* FRAGMENTO DEL TEXTO *
No es cierto que el socialismo, al menos en la teoría, elimine las clases sociales. Lo que busca es superar las causas estructurales de la desigualdad humana: la desigualdad entre el campo y la ciudad, entre el hombre y la mujer, entre el trabajo manual y el trabajo intelectual – a lo que se le suman otra serie de desigualdades, de raza, de género -, instaurando así una sociedad socialista, basada en la expropiación de la gran burguesía y en la nacionalización de los medios de producción.
No obstante, en Cuba, en condiciones de penuria económica – provocada en buena, pero no en sola medida por el bloqueo prolongado y una ortodoxia económica marxista particular -, el desarrollo desigual se ha reinstalado de manera notoria entre el campo y la ciudad y de forma invertida entre el trabajo manual y el intelectual. A la par, las desigualdades de raza y de género, con la crisis económica, se han hecho más notables. Al ampliar el control del Estado sobre la sociedad, apoyado en el cuestionado modelo de partido único, el socialismo terminó navegando contra la corriente de su propia utopía, multiplicando, como también lo hace el Estado capitalista, la burocracia y, con ella y con el tiempo, el descontrol y la corrupción.

* INSTRUCCIONES DE LA TAREA *
- 1) Duplica el fragmento sobre el socialismo entre "No obstante, en" y "y la corrupción.", ambos incluidos.
- 2) Retoma el fragmento sobre el socialismo y continúalo a partir de donde termina.
Los datos no guardan relación con el fragmento sobre el socialismo.

[Registros de una colección de datos]
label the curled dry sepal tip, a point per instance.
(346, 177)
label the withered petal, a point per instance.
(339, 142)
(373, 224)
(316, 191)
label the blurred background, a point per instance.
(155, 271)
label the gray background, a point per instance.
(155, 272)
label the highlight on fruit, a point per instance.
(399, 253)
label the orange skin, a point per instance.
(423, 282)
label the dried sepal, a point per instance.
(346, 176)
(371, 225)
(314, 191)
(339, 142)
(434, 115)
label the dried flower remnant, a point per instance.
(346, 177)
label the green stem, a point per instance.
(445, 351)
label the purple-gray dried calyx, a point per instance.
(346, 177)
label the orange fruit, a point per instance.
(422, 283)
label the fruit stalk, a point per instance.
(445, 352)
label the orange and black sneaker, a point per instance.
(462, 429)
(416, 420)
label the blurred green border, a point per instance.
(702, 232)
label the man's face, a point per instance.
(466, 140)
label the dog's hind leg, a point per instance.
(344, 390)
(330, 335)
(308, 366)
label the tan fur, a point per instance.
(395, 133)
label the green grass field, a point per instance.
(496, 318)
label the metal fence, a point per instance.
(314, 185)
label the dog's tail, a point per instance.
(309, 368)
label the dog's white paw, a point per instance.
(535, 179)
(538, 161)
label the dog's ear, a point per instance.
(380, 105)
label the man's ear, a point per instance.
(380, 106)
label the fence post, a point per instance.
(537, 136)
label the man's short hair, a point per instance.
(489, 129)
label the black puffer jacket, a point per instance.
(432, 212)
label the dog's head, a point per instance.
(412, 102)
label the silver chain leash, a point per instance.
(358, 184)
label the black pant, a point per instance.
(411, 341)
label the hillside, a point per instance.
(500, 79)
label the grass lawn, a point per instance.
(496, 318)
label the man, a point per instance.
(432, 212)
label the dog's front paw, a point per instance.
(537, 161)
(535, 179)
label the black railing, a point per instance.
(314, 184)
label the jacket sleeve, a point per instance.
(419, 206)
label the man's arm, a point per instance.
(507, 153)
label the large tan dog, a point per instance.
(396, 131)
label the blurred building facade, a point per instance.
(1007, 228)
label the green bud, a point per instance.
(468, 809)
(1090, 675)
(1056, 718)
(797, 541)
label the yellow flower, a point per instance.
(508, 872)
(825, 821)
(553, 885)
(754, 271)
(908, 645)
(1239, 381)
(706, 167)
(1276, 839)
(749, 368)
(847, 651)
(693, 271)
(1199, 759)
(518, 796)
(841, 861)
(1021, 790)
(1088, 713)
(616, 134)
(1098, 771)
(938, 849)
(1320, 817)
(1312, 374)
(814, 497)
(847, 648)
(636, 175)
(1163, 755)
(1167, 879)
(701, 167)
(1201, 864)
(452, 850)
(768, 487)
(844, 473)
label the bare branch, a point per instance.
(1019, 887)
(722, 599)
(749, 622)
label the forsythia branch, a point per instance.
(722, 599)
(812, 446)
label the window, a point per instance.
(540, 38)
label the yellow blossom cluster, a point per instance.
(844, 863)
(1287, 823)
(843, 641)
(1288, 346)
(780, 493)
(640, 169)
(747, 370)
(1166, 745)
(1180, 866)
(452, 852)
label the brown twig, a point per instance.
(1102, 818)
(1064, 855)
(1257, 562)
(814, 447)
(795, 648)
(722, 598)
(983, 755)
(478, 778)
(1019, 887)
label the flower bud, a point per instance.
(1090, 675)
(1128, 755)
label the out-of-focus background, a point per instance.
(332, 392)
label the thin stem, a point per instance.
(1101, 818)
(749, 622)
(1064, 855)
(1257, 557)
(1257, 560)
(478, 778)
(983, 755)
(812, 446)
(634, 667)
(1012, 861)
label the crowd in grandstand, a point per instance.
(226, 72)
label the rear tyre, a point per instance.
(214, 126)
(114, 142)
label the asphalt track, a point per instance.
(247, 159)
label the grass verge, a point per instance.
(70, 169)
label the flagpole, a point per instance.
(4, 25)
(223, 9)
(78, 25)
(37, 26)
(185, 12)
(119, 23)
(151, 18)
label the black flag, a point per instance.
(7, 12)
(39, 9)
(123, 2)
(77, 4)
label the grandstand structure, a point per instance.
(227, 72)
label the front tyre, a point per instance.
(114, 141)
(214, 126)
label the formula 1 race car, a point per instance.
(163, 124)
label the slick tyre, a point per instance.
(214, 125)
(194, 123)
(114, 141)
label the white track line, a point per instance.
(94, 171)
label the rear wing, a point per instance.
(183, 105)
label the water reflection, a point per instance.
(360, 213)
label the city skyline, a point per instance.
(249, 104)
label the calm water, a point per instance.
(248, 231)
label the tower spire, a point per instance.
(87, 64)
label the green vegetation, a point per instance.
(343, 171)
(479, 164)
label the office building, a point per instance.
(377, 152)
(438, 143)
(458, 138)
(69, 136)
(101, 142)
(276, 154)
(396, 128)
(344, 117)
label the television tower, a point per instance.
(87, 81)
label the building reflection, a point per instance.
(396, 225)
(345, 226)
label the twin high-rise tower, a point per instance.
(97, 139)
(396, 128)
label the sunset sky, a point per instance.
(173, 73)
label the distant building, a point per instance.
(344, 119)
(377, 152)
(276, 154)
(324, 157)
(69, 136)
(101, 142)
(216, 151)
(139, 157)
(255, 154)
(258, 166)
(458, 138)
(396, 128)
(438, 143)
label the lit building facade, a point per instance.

* RESPUESTAS NUMERADAS *
- 1)
No obstante, en Cuba, en condiciones de penuria económica – provocada en buena, pero no en sola medida por el bloqueo prolongado y una ortodoxia económica marxista particular -, el desarrollo desigual se ha reinstalado de manera notoria entre el campo y la ciudad y de forma invertida entre el trabajo manual y el intelectual. A la par, las desigualdades de raza y de género, con la crisis económica, se han hecho más notables. Al ampliar el control del Estado sobre la sociedad, apoyado en el cuestionado modelo de partido único, el socialismo terminó navegando contra la corriente de su propia utopía, multiplicando, como también lo hace el Estado capitalista, la burocracia y, con ella y con el tiempo, el descontrol y la corrupción.

- 2)
En ese contexto, y como corolario de la crisis, el error de las dos monedas en circulación – el devaluado peso cubano y el convertible (CUC) que, de forma tardía, fue eliminado -, no hacía más que reflejar la bifurcación y la degradación de la economía cubana. Se crearon una economía capitalista, legal y restringida, que nutre las precarias arcas del Estado y subvenciona la menguada economía socialista, y otra economía paralela y subterránea, en que se debate buena parte de la sociedad.
Dicha economía paralela, hay que decirlo, no es un pecado del socialismo, sino que es, desde la Antigüedad, un recurso histórico de la humanidad, que se potencia en épocas de crisis, en casi todos los modos de producción, incluso en aquellos que han alcanzado elevados grados de igualdad.
En fin, no lograr resolver con suficiencia y, en buena medida por imposibilidad, discurso revolucionario rayado y burocracia, los viejos problemas de la democracia socialista, del abastecimiento y los servicios públicos de la población, agravados ahora por la crisis de la salud generada por la pandemia, le pasó la cuenta de cobro a la revolución.
Las protestas, las quejas, las demandas de libertad, que parecen inusitadas, pero que son viejas y reiteradas, denotan el cansancio y el inconformismo de amplios sectores de la población. Estos sectores deben ser, no reprimidos, sino escuchados porque, en épocas de profunda crisis, en la calle y en las redes – y no solo en la tras escena del poder y de la historia – es donde se están gestando las transformaciones sociales, las revoluciones y las contrarrevoluciones.
No obstante, y así haya gente que lo vea como un pretexto, en la anacrónica y permanente política injerencista y en esa sed de odio y de venganza de los Estados Unidos frente a los países que lo han confrontado, o han intentado retar su hegemonía, siguen estando las claves para entender buena parte del problema de Cuba.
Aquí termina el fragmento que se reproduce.